Work item
Retype the line containing "Place one point per instance of the white bicycle" and each later line through the end of the listing, exactly as written, with no other lines.

##### Material for this exercise

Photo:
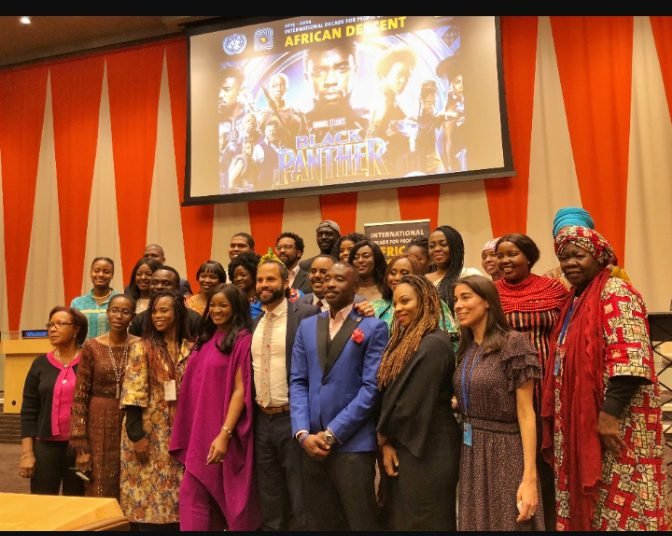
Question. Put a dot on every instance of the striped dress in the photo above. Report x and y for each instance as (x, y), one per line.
(533, 307)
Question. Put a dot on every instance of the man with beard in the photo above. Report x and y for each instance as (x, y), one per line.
(333, 396)
(327, 234)
(277, 455)
(318, 270)
(164, 278)
(289, 247)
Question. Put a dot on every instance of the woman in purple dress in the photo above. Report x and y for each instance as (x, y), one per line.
(212, 431)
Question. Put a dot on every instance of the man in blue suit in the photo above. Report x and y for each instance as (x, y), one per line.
(333, 401)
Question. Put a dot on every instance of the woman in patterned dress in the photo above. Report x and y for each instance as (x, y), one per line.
(141, 276)
(398, 267)
(93, 304)
(531, 304)
(601, 402)
(209, 275)
(95, 434)
(150, 476)
(499, 487)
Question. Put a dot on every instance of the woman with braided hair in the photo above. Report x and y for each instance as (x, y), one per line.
(531, 304)
(150, 477)
(446, 251)
(417, 432)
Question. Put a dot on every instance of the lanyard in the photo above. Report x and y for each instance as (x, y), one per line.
(465, 384)
(565, 324)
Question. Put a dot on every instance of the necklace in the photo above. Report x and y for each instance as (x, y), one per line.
(102, 298)
(57, 355)
(118, 367)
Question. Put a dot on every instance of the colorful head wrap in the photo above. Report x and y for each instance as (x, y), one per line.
(571, 216)
(270, 257)
(329, 224)
(588, 239)
(490, 244)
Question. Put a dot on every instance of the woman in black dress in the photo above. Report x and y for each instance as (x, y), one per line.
(417, 432)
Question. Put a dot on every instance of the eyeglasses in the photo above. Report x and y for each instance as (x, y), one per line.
(58, 325)
(123, 312)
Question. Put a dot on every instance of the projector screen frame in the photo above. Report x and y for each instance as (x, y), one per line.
(506, 170)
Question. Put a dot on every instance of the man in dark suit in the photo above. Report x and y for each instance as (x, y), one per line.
(333, 396)
(289, 248)
(318, 270)
(164, 278)
(277, 455)
(326, 235)
(155, 251)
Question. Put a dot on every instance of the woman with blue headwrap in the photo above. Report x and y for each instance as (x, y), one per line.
(566, 217)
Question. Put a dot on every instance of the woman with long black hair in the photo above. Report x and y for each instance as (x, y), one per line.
(212, 432)
(150, 477)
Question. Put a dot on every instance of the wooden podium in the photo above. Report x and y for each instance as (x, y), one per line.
(20, 511)
(19, 356)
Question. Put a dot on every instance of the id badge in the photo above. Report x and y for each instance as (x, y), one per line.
(169, 391)
(560, 356)
(467, 434)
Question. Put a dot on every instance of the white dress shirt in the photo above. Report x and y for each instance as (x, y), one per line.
(278, 368)
(336, 322)
(293, 273)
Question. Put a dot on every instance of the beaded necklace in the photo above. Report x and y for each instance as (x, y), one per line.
(118, 367)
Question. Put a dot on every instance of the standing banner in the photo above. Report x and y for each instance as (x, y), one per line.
(393, 236)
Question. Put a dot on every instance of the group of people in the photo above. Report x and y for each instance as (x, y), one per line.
(344, 392)
(423, 140)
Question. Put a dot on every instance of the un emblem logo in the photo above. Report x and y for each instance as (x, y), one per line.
(234, 44)
(263, 39)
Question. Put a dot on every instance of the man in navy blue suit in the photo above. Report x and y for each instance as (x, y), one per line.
(333, 400)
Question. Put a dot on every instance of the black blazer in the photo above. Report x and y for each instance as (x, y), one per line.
(302, 283)
(295, 313)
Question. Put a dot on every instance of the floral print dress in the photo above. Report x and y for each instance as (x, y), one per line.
(149, 492)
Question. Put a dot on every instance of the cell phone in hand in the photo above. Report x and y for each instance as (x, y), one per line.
(84, 475)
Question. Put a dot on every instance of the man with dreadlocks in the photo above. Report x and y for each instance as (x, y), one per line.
(417, 432)
(333, 396)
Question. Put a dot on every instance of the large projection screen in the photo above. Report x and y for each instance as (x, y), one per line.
(312, 105)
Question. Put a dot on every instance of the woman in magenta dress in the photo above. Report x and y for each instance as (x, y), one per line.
(212, 431)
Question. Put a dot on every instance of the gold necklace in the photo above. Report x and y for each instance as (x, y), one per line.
(57, 355)
(118, 368)
(102, 298)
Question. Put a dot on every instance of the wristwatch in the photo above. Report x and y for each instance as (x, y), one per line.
(329, 437)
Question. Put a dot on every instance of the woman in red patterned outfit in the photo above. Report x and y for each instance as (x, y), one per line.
(601, 404)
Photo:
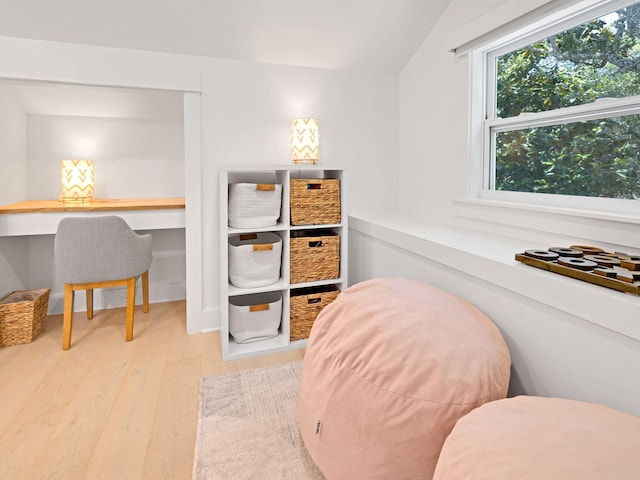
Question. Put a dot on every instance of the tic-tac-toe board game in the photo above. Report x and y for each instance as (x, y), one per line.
(615, 270)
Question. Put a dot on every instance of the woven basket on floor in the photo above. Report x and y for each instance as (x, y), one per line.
(306, 304)
(23, 316)
(314, 256)
(314, 201)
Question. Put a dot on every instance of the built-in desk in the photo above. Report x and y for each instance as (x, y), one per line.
(41, 217)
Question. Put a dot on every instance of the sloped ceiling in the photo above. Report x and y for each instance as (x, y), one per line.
(363, 35)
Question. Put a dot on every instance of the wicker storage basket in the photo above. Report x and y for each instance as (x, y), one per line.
(314, 255)
(315, 201)
(254, 259)
(306, 304)
(254, 205)
(255, 317)
(23, 316)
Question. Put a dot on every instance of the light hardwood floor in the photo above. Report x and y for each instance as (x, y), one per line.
(106, 408)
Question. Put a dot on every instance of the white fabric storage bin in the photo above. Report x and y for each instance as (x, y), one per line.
(254, 205)
(254, 259)
(255, 317)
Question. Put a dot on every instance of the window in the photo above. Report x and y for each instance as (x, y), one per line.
(562, 108)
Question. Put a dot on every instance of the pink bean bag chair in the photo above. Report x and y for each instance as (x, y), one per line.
(389, 368)
(535, 438)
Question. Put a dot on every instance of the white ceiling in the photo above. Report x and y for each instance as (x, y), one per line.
(364, 35)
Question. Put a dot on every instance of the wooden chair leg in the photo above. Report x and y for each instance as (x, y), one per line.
(131, 300)
(89, 293)
(68, 316)
(145, 291)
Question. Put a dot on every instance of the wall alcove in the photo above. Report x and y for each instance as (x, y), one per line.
(136, 137)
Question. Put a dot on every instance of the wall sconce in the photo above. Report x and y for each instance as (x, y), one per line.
(305, 142)
(77, 181)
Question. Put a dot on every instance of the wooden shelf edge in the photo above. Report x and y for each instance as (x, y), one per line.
(97, 205)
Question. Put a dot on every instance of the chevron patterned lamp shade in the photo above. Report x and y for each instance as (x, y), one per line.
(305, 142)
(77, 181)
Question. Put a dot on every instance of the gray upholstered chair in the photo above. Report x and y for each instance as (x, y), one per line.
(100, 252)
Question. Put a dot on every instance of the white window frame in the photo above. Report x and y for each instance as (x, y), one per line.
(484, 124)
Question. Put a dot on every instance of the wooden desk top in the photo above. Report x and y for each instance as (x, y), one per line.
(97, 205)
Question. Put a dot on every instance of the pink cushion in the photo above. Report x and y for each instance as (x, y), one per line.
(390, 366)
(542, 438)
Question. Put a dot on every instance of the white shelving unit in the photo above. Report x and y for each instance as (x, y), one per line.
(279, 175)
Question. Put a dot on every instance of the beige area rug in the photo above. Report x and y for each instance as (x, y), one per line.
(248, 427)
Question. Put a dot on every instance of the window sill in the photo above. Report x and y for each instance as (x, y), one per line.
(609, 230)
(490, 257)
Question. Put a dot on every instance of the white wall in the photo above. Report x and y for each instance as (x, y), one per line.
(13, 186)
(13, 149)
(133, 158)
(554, 353)
(245, 110)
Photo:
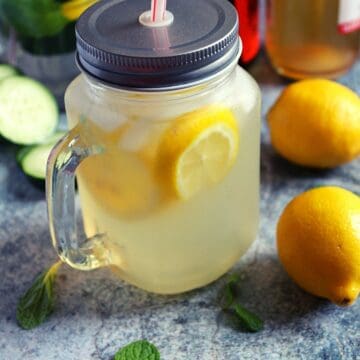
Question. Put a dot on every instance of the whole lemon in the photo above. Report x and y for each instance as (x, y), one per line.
(316, 123)
(318, 239)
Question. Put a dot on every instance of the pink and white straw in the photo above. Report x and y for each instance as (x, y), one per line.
(158, 9)
(158, 16)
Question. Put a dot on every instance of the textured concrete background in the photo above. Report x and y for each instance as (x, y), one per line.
(96, 313)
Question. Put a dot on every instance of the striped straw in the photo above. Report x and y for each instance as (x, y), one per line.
(158, 9)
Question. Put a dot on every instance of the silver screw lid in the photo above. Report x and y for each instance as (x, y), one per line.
(113, 46)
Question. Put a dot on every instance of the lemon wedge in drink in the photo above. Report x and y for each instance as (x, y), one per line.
(198, 150)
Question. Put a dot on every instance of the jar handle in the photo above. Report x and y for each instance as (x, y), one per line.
(64, 159)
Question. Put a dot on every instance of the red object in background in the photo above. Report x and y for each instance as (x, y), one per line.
(248, 11)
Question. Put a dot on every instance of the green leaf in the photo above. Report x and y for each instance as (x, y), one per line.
(250, 321)
(37, 303)
(138, 350)
(34, 18)
(229, 305)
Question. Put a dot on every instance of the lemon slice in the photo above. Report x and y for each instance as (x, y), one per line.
(198, 150)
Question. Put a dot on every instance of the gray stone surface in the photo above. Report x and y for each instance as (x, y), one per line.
(96, 313)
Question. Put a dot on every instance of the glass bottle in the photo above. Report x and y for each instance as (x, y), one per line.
(304, 38)
(248, 12)
(146, 99)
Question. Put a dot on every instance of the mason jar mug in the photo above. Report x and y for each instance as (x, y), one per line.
(164, 143)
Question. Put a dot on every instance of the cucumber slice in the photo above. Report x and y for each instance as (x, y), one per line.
(33, 159)
(6, 71)
(28, 111)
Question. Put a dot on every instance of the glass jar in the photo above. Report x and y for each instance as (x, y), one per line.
(304, 39)
(167, 163)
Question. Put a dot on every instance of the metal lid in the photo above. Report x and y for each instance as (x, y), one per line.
(115, 47)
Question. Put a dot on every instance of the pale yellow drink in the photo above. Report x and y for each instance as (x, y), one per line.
(157, 240)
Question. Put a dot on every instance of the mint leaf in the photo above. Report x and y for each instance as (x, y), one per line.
(229, 305)
(248, 319)
(138, 350)
(37, 303)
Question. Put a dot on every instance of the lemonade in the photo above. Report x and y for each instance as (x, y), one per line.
(158, 241)
(164, 142)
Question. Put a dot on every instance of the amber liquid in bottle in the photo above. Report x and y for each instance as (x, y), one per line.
(302, 39)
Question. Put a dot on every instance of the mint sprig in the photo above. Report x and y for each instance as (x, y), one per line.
(138, 350)
(37, 303)
(228, 303)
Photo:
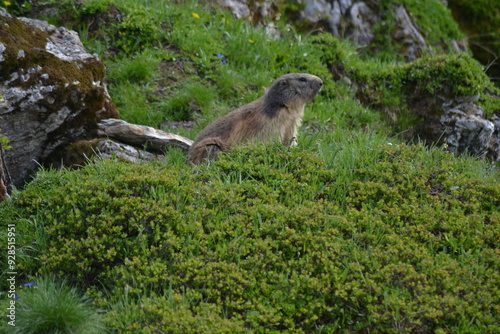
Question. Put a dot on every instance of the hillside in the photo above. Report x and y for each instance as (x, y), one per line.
(365, 227)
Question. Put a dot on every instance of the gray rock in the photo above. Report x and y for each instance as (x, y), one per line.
(52, 92)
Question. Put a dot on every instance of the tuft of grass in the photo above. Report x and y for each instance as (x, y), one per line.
(53, 307)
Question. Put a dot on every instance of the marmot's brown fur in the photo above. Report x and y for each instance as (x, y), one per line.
(275, 116)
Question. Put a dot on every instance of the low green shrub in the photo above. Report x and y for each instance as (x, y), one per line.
(52, 307)
(262, 240)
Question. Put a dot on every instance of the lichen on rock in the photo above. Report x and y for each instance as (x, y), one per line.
(52, 90)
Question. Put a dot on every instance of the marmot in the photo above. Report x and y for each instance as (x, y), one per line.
(275, 116)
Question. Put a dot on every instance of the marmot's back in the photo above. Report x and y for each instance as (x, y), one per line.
(276, 115)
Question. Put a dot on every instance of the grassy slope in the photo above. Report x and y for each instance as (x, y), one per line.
(351, 231)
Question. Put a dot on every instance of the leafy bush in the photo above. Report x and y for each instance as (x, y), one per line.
(52, 307)
(262, 240)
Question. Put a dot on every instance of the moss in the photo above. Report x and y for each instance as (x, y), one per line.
(257, 242)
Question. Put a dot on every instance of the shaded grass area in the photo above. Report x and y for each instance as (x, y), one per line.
(350, 232)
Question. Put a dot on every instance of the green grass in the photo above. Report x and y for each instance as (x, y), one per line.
(53, 307)
(352, 231)
(364, 236)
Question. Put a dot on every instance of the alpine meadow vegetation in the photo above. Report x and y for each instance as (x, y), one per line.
(353, 231)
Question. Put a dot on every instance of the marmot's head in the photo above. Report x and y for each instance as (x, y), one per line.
(294, 89)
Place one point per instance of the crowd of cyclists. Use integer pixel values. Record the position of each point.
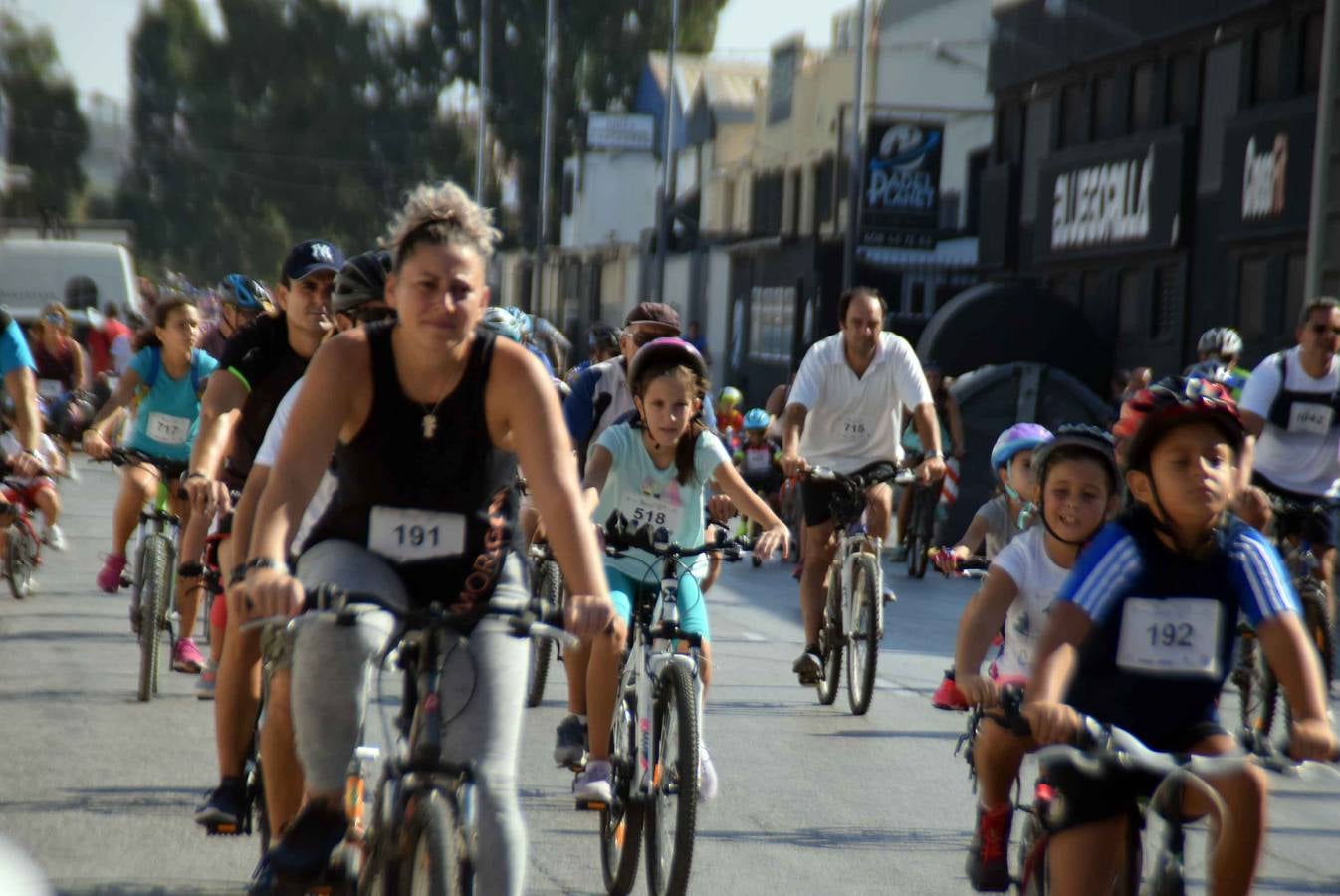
(366, 422)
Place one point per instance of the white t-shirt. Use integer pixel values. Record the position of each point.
(1302, 461)
(268, 453)
(47, 453)
(855, 421)
(1037, 578)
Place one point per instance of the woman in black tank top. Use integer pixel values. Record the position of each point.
(428, 419)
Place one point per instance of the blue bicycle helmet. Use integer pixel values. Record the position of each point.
(244, 292)
(758, 419)
(1021, 437)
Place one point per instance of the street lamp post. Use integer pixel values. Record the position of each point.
(551, 54)
(481, 139)
(667, 161)
(856, 155)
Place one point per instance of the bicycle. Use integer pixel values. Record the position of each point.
(419, 833)
(654, 761)
(855, 588)
(23, 547)
(1258, 689)
(921, 521)
(154, 582)
(1102, 749)
(549, 588)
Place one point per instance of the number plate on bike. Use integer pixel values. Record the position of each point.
(650, 511)
(406, 535)
(1177, 636)
(167, 429)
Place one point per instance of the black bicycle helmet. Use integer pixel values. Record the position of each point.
(244, 292)
(360, 280)
(667, 351)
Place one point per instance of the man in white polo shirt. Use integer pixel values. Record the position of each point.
(848, 399)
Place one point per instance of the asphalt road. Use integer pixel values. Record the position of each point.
(100, 789)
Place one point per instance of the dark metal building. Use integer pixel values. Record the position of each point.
(1153, 165)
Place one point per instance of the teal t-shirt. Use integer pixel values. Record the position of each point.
(650, 496)
(169, 413)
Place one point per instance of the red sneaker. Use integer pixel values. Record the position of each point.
(948, 697)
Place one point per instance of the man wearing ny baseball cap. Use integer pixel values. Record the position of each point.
(259, 364)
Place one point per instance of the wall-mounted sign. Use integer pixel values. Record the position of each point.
(782, 78)
(1111, 197)
(615, 131)
(1267, 170)
(901, 188)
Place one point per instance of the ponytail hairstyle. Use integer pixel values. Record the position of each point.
(147, 337)
(697, 383)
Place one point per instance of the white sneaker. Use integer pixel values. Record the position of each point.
(708, 785)
(54, 538)
(592, 785)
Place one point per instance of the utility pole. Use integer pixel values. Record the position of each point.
(481, 139)
(667, 182)
(551, 57)
(856, 155)
(1324, 212)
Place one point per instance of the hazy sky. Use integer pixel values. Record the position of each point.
(93, 35)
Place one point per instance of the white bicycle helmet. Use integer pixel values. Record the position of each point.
(1223, 341)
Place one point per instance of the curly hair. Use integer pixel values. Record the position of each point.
(441, 214)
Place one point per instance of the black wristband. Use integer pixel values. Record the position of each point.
(267, 562)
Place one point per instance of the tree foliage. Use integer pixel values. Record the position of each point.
(47, 131)
(603, 47)
(301, 119)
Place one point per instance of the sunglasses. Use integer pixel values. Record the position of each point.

##########

Written solution
Place one point per instance of the white bicycle helmet. Use integer pixel values. Record the position of each point.
(1223, 341)
Place one point per instance of the curly hair. Use integer pixel values. Record the position of each point.
(441, 214)
Place one point per instance of the black wristband. Use integer pixel values. Record the position of each point.
(267, 562)
Place one point per instance of the tree foliage. Use integer pixel values. Record the position of each point.
(47, 131)
(603, 47)
(301, 119)
Place one point per instance of the sunglasses. Use integer pixel values. Record the position of each point.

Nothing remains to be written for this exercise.